**Task brief**.
Copy the entries below exactly; any picture among them should be left out.

**Provided records**.
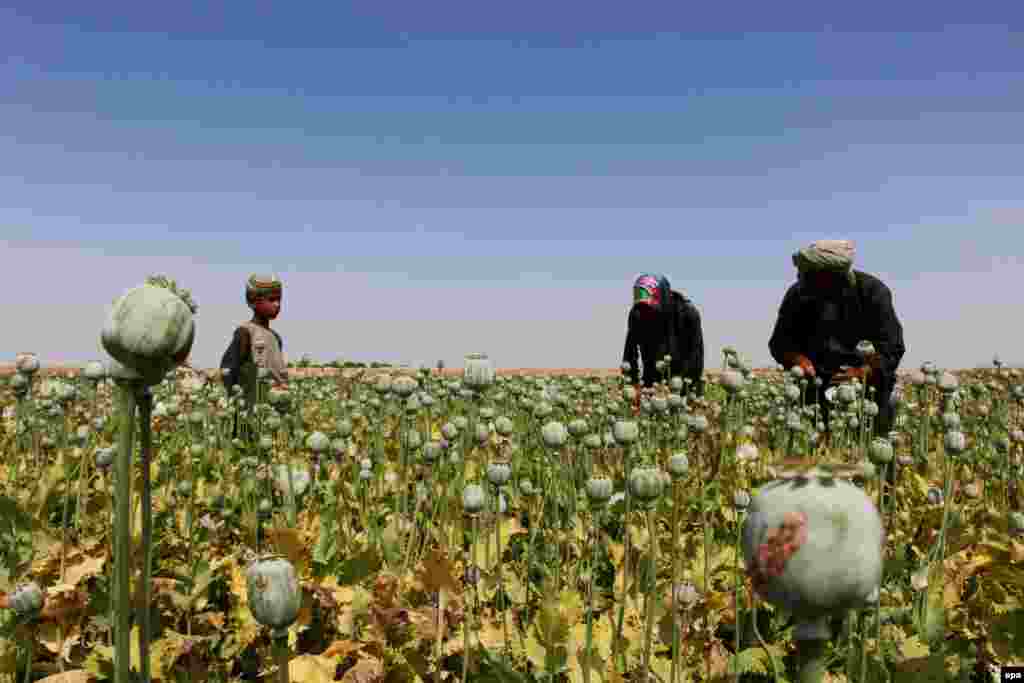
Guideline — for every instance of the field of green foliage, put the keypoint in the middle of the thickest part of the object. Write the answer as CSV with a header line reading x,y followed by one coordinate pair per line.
x,y
495,528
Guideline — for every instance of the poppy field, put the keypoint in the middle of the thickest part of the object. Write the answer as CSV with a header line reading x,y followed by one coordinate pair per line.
x,y
404,524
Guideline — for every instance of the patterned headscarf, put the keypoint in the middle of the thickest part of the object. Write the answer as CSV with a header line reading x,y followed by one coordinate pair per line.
x,y
651,289
832,255
261,286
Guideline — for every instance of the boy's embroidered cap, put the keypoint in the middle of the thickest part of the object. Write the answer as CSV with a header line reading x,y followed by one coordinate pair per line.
x,y
260,285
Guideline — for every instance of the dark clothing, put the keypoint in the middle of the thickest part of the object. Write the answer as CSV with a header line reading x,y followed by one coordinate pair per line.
x,y
674,331
236,358
826,330
239,353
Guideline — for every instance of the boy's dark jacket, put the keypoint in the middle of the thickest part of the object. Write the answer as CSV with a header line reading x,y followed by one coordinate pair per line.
x,y
238,353
675,331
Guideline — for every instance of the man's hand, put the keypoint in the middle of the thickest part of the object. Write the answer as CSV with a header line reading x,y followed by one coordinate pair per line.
x,y
873,360
802,361
861,374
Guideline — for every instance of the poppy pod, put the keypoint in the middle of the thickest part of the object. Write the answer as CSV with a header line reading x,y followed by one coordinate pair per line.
x,y
151,331
813,545
273,593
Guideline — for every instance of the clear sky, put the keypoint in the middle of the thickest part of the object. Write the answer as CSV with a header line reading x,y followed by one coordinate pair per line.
x,y
433,178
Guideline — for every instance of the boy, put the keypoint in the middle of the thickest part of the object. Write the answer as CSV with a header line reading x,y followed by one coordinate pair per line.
x,y
255,345
663,322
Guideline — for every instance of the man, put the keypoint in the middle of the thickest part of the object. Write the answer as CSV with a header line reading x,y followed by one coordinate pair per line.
x,y
825,313
660,323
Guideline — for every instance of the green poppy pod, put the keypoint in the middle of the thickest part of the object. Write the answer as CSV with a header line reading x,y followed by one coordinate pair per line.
x,y
646,483
473,499
554,434
599,491
625,431
150,330
317,441
499,473
813,546
504,426
27,600
273,593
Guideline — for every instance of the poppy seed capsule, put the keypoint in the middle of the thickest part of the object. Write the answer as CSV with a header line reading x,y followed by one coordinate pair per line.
x,y
482,433
732,381
93,371
646,483
431,452
27,363
813,547
578,427
599,491
625,432
473,499
151,331
554,434
747,453
477,371
273,593
679,465
955,442
104,458
27,600
499,473
881,451
19,385
504,426
698,424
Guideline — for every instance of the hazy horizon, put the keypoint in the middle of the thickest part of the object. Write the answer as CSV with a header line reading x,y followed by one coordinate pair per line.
x,y
431,182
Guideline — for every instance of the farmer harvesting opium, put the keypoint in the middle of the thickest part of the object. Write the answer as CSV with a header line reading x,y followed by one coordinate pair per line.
x,y
663,322
823,316
255,345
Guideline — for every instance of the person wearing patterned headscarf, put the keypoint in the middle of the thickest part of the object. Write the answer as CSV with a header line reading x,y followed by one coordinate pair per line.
x,y
254,344
663,322
825,314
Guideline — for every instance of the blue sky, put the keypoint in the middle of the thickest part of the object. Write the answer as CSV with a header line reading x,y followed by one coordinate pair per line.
x,y
437,178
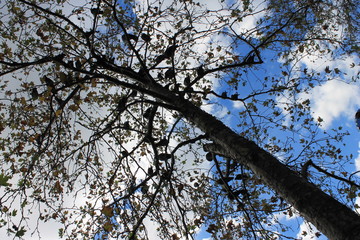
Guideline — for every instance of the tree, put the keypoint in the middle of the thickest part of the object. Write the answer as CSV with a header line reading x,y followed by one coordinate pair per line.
x,y
102,104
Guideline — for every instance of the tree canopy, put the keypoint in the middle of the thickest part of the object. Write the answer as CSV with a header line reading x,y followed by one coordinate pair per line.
x,y
107,120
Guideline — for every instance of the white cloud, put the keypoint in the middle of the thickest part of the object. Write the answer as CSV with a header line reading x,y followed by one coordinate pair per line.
x,y
357,160
332,100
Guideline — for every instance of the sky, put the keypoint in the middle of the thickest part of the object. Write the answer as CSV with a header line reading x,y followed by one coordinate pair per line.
x,y
336,102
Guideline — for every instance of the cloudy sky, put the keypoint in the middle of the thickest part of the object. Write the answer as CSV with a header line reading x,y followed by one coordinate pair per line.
x,y
335,102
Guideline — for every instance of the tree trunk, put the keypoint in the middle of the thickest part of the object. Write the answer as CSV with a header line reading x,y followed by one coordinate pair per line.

**Problem solution**.
Guideline — for every instance of the field of green foliage, put the keypoint in the middle of the thickest part of the object. Write the answer as CSV with a header line reading x,y followed by one coordinate pair per line.
x,y
495,528
Guideline — for every instance of the poppy field, put the keypoint in the middle of the thickest part of the object. Write the answer as CSV with a header line reading x,y followed by one coordinate pair per line.
x,y
404,524
Guideline — for every instance of the patterned headscarf, put the keypoint in the middle of the thickest part of the object. Write the answer as CSV with a header line reading x,y followed by one coordinate pair per line.
x,y
651,289
832,255
261,286
Guideline — for every instance of the boy's embroidered cap, put the keypoint in the middle of the thickest part of the object. Write the answer as CSV with a header line reading x,y followed by one coordinate pair per line.
x,y
260,285
Guideline — for every instance of the dark clothing, put the keypoint in the middle of the thickest part of the object. Write the answer as CSV with a header line reading x,y followed by one coordinate pair per line.
x,y
674,331
236,358
826,330
239,353
Guideline — for every instance of the boy's dark jacket, put the keypoint in the middle of the thickest part of the object. Write the answer as CSV with a header line reading x,y followed by one coordinate pair per line.
x,y
238,353
675,331
Guideline — for every instance of the man's hand, put the keypoint in the middle of the thickest part of the object. Write the answer as CSV with a header line reading x,y followed by one coordinate pair per line.
x,y
873,360
802,361
861,374
Guideline — for every instance of the poppy pod, put the keypoint in the middle of the thickest part of the object. Write the answer as CSV with a header line reading x,y followed by one coordinate pair per line.
x,y
151,331
813,545
273,593
Guideline — for every instance of the clear sky, put the keypoint in the middle of the thickest part of the object. Write the answer as CSV with a header line reading x,y followed by one coordinate pair per line.
x,y
433,178
Guideline — for every instance of the boy, put the keypoint in the middle of the thickest part of the object. Write the answer as CSV with a header line reading x,y followed by one coordinate pair per line.
x,y
255,345
663,322
Guideline — for every instance of the man, put the keypoint in the middle of the thickest part of the object. Write the answer as CSV with a header line reading x,y followed by one coordinate pair per line.
x,y
825,313
660,323
Guideline — for every instance of the green poppy pod, put the keypoint in the middle of the thickest part of the object. Write the answer as CSV with a header line reading x,y followed by one coordinate pair per line.
x,y
646,483
473,499
554,434
599,491
625,431
150,330
317,441
499,473
813,546
504,426
27,600
273,593
Guideline — for every instance of the poppy seed capsule, put the keypoint in the middle of the thickest part of the object. Write the answer as CSV with a header line reading x,y followed by one coordinate pair per line.
x,y
482,433
732,381
93,371
646,483
431,452
27,363
813,547
578,427
599,491
625,432
473,499
151,331
554,434
747,453
477,371
273,593
679,465
955,442
104,458
27,600
499,473
881,451
19,385
504,426
698,424
Guideline — for every instance of the hazy horizon, put the keypoint in the middle of the thickest part of the object. Write the answer as CSV with a header line reading x,y followed by one coordinate pair per line.
x,y
431,182
Guideline — for every instance of the farmer harvesting opium, put the keypoint in the middle of the thickest part of the object. Write the answer as CSV with a header line reading x,y followed by one coordinate pair per line.
x,y
663,322
823,316
255,345
Guideline — for every instance of the person wearing patterned headscarf, put the keypoint in the middle of the thickest part of the object. Write the answer as CSV with a header line reading x,y followed by one coordinate pair per line.
x,y
254,344
663,322
825,314
Guideline — for every instance of the blue sky, put the keypoint in the middle of the thickest part of the object. Write the answer as CSV with a header line reading x,y followed by one coordinate pair per line.
x,y
437,178
Guideline — for every instance of the tree, put the keypoint in the middle of the thickest part of the object. Write the answer as CSV with a header line reading x,y followed by one coordinate pair per line.
x,y
102,104
Guideline — for every instance of the tree canopy, put the keypoint in the middle of the thickest part of the object. Write the answer as CSV with a header line reading x,y followed by one coordinate pair per line.
x,y
107,120
Guideline — for every instance of the white cloud, put the keypoint in the middle of the thickest part of the object. Write the answer as CSV with a header line reading x,y followed by one coordinate pair per line.
x,y
357,160
332,100
Guideline — for every instance of the sky, put the keypoint in the middle of the thickest part of the object. Write the answer as CSV with a header line reading x,y followed by one coordinate pair per line.
x,y
336,102
Guideline — for every instance of the cloudy sky, put the keypoint in the middle of the thickest part of the object. Write the answer as CSV with a header line reading x,y followed by one coordinate pair per line.
x,y
335,102
Guideline — for every instance of the tree trunk, put the keypoint in the middle of the thickest part of the object. Write the answer as CSV with a header line reading x,y followed by one coordinate pair per line.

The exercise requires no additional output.